| What to produce |
Return, from the data that follows, each line that holds the word "below".

□ □ □ □

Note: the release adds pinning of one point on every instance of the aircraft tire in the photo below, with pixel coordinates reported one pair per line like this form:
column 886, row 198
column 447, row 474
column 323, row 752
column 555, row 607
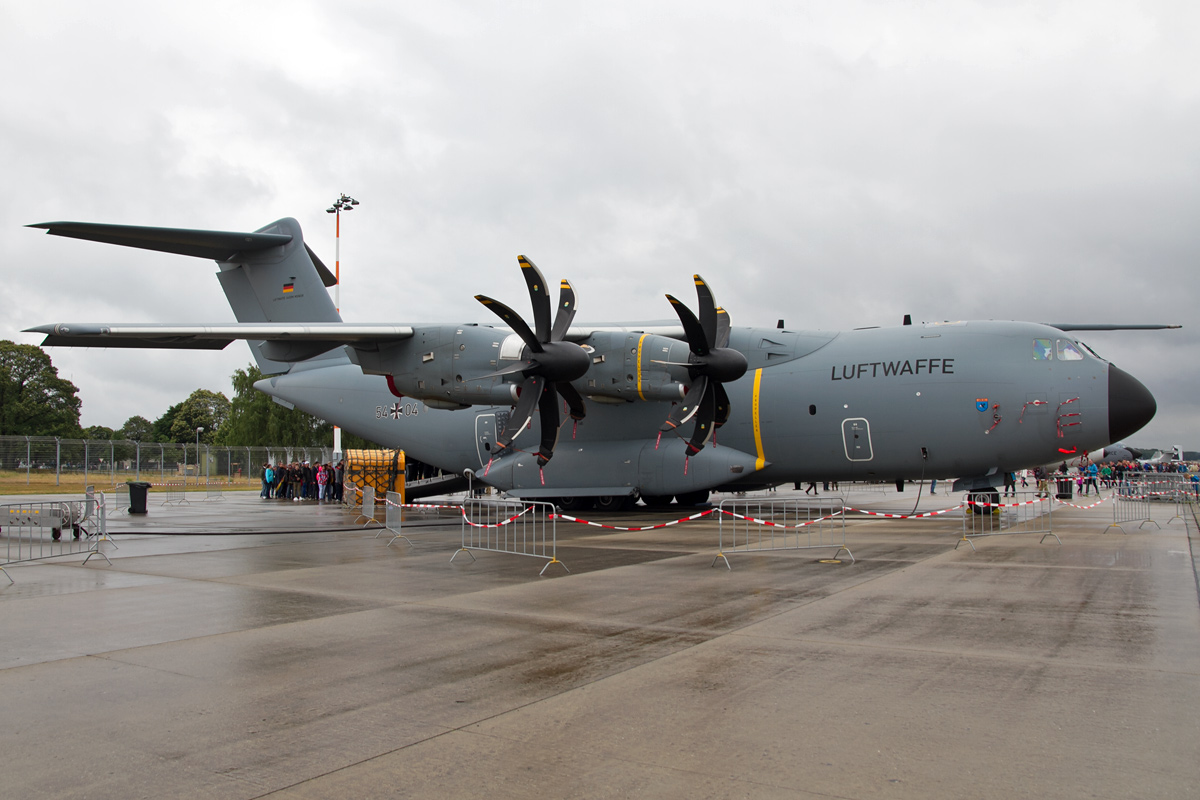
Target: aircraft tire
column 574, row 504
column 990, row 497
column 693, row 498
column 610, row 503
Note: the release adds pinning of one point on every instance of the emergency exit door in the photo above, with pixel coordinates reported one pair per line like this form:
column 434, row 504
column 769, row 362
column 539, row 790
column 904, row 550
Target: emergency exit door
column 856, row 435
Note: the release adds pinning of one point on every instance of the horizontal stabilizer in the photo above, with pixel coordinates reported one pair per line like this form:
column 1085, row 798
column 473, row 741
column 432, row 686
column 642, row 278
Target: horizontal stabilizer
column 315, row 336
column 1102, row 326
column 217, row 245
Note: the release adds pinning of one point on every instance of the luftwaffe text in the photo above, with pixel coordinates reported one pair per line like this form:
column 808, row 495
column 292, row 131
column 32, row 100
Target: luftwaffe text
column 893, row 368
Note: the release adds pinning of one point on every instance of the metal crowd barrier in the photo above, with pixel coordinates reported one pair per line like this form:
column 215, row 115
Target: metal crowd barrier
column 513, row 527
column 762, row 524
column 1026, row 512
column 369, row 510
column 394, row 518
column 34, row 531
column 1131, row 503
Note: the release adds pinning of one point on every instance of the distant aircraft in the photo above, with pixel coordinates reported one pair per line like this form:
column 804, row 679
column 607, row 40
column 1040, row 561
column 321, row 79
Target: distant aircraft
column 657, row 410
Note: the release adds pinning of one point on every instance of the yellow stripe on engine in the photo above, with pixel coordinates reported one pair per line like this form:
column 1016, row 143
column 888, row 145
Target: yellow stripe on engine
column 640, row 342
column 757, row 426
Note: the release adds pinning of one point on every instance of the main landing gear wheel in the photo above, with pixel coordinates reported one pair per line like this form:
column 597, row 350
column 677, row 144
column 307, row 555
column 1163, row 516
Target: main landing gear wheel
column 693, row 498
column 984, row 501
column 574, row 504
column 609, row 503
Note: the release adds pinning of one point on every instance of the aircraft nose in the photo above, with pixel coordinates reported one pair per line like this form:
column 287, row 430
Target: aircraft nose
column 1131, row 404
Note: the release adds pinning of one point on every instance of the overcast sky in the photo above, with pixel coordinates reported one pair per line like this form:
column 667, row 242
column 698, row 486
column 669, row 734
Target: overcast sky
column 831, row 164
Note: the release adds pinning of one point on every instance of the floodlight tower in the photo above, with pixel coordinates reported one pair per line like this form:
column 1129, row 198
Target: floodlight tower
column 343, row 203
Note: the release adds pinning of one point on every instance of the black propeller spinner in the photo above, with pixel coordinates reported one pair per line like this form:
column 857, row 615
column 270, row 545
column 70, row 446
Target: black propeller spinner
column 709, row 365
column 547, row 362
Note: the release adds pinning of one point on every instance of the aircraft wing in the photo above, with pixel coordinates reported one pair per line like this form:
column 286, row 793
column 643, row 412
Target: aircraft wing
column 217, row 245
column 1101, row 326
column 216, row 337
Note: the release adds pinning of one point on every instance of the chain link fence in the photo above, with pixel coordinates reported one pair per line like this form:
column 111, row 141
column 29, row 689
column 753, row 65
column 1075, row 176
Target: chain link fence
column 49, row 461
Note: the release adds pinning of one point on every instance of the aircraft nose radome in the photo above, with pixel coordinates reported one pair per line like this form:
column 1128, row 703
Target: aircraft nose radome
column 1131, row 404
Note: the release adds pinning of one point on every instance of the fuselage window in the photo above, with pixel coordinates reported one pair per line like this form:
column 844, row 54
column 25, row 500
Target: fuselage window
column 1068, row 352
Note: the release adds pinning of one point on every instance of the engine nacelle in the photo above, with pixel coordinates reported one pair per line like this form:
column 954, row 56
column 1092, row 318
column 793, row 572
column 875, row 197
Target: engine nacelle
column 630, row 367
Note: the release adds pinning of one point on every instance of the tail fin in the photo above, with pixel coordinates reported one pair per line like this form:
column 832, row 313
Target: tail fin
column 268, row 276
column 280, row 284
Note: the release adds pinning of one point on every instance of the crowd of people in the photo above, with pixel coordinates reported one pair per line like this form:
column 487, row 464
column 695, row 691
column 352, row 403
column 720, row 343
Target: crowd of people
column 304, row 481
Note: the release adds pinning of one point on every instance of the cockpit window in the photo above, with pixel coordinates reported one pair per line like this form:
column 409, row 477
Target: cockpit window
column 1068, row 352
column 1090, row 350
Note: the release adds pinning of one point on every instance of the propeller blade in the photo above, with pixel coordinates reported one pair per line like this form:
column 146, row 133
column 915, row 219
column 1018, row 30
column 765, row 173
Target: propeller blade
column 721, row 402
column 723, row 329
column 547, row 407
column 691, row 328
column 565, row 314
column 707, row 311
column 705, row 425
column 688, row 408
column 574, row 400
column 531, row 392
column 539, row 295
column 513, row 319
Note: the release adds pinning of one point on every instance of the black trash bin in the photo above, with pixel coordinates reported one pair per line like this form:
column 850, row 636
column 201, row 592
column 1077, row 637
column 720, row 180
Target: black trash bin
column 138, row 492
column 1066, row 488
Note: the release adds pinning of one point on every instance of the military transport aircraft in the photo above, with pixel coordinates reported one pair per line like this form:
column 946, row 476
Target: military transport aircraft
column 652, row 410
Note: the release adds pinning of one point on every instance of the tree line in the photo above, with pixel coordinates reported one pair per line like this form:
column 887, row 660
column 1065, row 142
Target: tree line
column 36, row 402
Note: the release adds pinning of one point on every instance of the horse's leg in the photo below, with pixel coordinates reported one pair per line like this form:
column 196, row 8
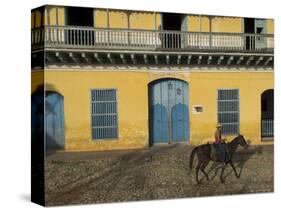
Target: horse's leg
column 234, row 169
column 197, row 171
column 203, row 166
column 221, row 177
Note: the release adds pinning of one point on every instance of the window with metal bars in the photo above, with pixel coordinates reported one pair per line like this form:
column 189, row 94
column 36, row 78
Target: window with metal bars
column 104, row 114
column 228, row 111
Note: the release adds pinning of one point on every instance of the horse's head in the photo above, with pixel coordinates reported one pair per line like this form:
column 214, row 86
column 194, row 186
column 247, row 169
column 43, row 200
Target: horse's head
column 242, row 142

□ □ □ □

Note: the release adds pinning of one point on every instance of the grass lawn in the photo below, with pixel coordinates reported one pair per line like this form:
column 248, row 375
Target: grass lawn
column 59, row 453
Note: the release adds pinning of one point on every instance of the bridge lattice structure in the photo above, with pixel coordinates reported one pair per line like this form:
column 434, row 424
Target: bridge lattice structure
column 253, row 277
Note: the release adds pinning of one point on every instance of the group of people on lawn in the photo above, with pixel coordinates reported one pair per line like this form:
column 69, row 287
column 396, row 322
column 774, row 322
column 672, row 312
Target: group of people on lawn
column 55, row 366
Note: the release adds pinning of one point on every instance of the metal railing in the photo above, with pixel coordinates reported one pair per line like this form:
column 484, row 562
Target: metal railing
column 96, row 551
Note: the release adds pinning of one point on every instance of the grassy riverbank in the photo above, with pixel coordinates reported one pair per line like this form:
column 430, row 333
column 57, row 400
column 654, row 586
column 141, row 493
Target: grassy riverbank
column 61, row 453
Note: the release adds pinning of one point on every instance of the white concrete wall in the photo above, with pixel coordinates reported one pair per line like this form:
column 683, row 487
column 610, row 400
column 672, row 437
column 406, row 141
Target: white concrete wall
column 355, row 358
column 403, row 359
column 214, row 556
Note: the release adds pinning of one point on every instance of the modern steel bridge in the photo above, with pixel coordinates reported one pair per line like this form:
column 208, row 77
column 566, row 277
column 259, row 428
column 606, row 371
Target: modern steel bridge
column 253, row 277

□ □ □ □

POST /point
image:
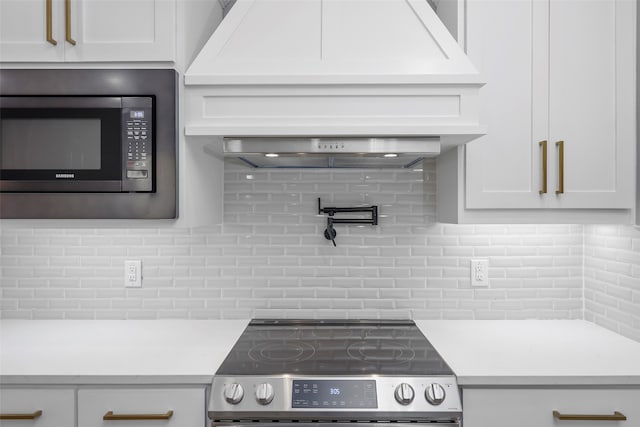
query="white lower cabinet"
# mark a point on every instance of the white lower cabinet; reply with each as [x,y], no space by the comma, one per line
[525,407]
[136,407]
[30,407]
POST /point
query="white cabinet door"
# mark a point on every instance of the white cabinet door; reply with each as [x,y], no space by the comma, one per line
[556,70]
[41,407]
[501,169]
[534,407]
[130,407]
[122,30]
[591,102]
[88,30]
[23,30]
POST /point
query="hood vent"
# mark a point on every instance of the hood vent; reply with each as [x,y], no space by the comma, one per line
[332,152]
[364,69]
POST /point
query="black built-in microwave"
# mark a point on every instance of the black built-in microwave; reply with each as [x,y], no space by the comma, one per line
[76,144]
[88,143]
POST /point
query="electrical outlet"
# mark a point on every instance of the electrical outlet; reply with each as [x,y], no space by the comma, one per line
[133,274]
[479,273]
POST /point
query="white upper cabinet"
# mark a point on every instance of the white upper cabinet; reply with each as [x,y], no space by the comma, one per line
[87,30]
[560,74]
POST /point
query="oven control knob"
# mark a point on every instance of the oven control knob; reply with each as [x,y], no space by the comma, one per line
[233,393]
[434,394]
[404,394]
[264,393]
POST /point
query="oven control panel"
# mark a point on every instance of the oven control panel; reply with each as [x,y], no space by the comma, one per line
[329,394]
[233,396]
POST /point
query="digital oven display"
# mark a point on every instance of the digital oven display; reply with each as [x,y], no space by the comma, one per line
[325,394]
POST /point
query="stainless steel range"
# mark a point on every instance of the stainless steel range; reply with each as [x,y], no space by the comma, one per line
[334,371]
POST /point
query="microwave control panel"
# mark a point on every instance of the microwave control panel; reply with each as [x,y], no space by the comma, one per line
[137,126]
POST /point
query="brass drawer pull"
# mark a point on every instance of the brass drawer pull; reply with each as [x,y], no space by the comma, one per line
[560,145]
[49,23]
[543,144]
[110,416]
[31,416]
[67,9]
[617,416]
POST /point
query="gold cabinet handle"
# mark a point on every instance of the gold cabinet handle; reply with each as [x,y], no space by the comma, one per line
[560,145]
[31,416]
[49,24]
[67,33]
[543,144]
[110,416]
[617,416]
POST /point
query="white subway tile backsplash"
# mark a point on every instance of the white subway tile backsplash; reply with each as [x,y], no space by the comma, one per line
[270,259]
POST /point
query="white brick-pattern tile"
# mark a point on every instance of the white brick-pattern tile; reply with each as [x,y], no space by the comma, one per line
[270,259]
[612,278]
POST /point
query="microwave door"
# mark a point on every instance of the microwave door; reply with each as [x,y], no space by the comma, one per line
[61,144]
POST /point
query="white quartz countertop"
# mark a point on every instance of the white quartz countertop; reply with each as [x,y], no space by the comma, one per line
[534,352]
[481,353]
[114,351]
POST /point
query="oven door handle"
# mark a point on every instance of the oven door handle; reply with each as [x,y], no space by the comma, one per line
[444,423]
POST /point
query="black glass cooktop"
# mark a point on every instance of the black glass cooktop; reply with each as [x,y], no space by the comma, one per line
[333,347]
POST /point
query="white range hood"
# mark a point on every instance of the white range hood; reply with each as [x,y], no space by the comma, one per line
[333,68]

□ □ □ □

| Response to the exercise |
Note: the release adds pinning of one point on every instance of the aircraft tire in the photo below, with pixel coordinates reported one pair per line like this form:
Note: the release adds pinning of one point on every instance of the horse's leg in the photo below, with pixel coordinates reported one pair per line like this form:
Note: the release adds pinning of one point on every instance of the grass lawn in the photo below, with pixel coordinates reported one pair per line like this form:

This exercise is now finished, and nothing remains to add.